— Start of TEXT PROVIDED —

These steps will configure the SharePoint searching engine to index Confluence pages such that performing a search within a MOSS Search site shows both SharePoint and Confluence results.

Prerequisite: Microsoft Office SharePoint Server (MOSS) 2007 Required

Note that this search capability requires Microsoft Office SharePoint Server (MOSS) 2007 (Standard or Enterprise) and will not work with Windows SharePoint Services (WSS v3). Searching with Microsoft's new Search Server 2008 is likely possible, but is not yet tested. See Search Configuration for Search Server 2008 for more details.

Prerequisite: July 2008 Infrastructure Update, Service Pack 1, or the Forms Authentication Hotfix

MOSS 2007 shipped without the ability to crawl web sites such as Confluence that use Forms Based Authentication (FBA). There are several ways to update MOSS to provide this functionality. Please review the SharePoint Search Prerequisite Updates for the details. If you think you may already have SharePoint updated you can skip the prerequisite updates and will be instructed to install the hotfix later if there is a problem (note that installing the hotfix is not the only solution as discussed in the prerequisite updates).

Troubleshooting

If you are still having problems after going through the steps below, check out the Troubleshooting SharePoint Search documentation.

Create a Confluence Search Source

To perform searching of Confluence, several search entities need to be created. This includes a Content Source, Crawl Rule, Scope, and the registration of a Security Trimmer. All of this is done for you through two Confluence search administration screens described below. You can also do this manually, but this requires a bit more effort.

Run SharePoint Central Administration on the SharePoint server (Start->Administrative Tools-> SharePoint 3.0 Central Administration) and click on the shared service provider, likely named "SharedServices1" in the quick launch bar along the left side of the web page.

Screenshot: Selecting your shared service provider

On the shared services home page click on Confluence Search Settings to get to the Manage Confluence Search page.

Screenshot: The shared services home page

On the Manage Confluence Search page click on New Confluence Search Source to get to the Confluence Search Source page.

Screenshot: Selecting your Confluence search source

Fill in the data on the page.

Screenshot: The search source configuration screen

Warning

Forms Authentication should currently be used even if you have Confluence set up using NTLM. The MOSS crawler has problems crawling Confluence directly under NTLM, even though it can crawl other Windows authenticated web sites just fine. This issue can be tracked as JIRA item CSI-59. If you are running Tomcat under IIS, one option is to have the crawler search using the Tomcat port. Then you will want to set up a Server Name Mapping (under MOSS Search Settings) so that search results show the IIS port instead of the Tomcat port.

Note

Note that if you do use Windows Authentication for the crawl rule, make sure you include the domain as part of the search crawl user name (e.g., "DOMAIN\user").

— End of TEXT PROVIDED —

§ **WRITTEN TASK 1**
Report each line of the entries that contains the word "boat", treating uppercase and lowercase as different.
The entries are unrelated to the text.

— Start of EXERCISE DATA —

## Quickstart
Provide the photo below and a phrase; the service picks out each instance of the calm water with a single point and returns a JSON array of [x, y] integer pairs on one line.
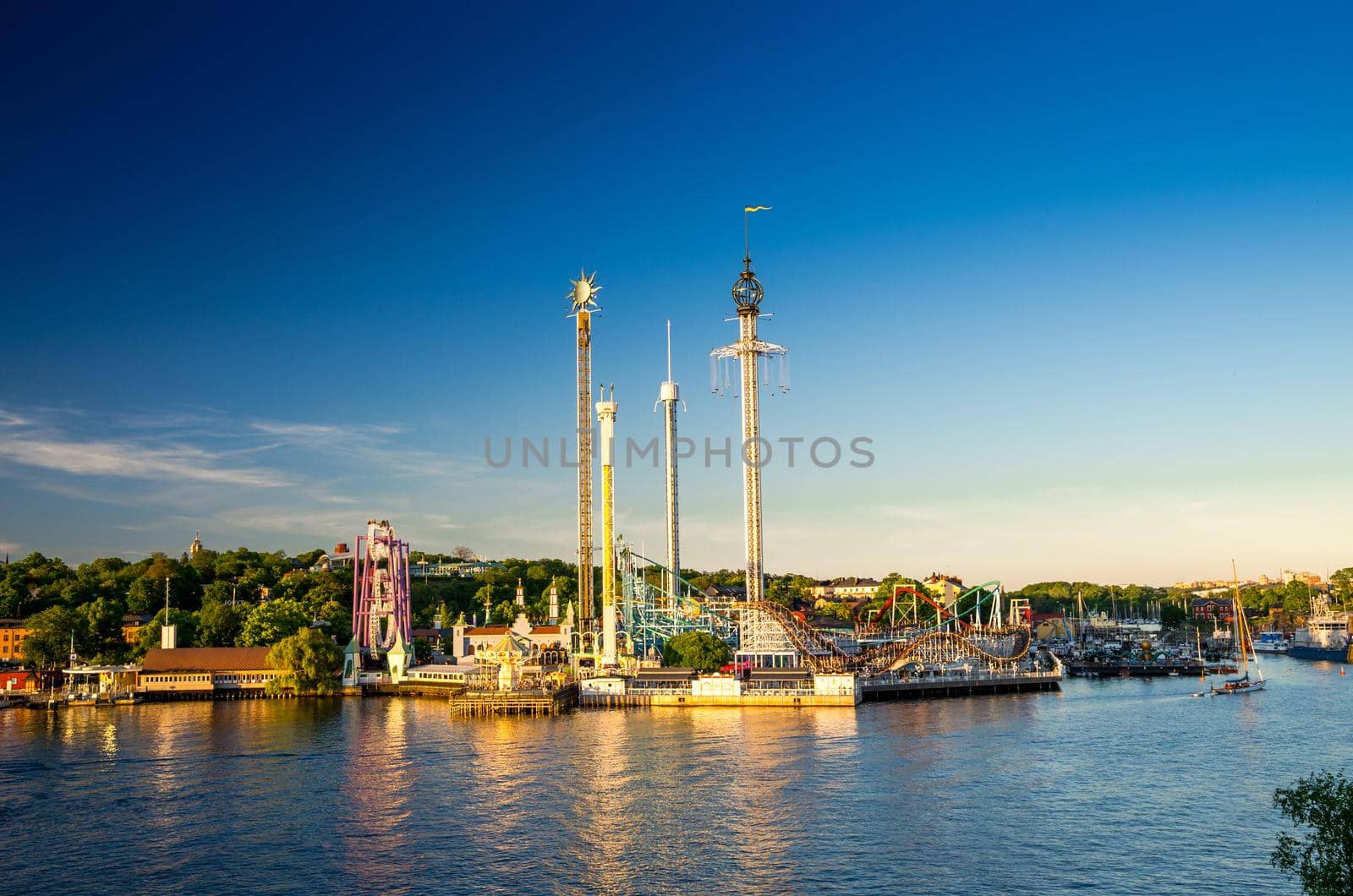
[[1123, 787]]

— End of EXERCISE DATA —
— Start of EXERCISE DATA —

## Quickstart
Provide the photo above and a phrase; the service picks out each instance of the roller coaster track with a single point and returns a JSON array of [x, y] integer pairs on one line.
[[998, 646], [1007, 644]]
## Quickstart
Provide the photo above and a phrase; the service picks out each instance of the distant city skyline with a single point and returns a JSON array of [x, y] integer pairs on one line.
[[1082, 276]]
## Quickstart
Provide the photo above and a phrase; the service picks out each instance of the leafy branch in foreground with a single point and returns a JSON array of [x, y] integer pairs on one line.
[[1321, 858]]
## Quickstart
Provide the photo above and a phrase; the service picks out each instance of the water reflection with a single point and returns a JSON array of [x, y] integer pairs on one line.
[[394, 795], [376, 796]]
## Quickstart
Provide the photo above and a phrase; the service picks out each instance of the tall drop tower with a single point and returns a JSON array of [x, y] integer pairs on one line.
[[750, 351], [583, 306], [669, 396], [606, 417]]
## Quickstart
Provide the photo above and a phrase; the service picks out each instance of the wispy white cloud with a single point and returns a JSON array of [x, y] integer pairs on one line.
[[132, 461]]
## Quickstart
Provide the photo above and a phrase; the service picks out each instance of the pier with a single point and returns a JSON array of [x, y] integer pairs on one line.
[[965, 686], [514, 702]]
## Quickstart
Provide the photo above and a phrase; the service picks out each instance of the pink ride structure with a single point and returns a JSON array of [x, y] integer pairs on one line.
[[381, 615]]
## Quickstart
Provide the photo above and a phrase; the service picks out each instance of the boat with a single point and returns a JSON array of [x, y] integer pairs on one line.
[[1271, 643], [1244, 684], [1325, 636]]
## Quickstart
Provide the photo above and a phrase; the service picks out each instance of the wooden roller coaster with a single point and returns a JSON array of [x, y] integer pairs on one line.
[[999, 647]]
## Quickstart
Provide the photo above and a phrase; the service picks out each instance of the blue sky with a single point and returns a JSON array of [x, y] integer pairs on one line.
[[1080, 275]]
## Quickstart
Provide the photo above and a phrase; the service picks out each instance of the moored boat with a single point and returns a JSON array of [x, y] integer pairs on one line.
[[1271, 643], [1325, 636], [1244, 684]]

— End of EXERCISE DATA —

§ **WRITTEN TASK 2**
Answer these questions on the Confluence search setup text:
(a) Which SharePoint product and version does the search capability require?
(b) What search entities must be created to search Confluence?
(c) Which JIRA item tracks the NTLM crawling issue?

§ **OUTPUT 1**
Provide the photo above and a phrase; the service picks out each instance of the boat with a single point and returns a JSON array of [x, y] integer pairs on one line.
Provide the photo above and a phrase; the service picks out each instance of the moored boat with a single point and returns a JSON array of [x, y] integer pairs on one line.

§ **OUTPUT 2**
(a) Microsoft Office SharePoint Server (MOSS) 2007, Standard or Enterprise.
(b) A Content Source, a Crawl Rule, a Scope, and the registration of a Security Trimmer.
(c) CSI-59.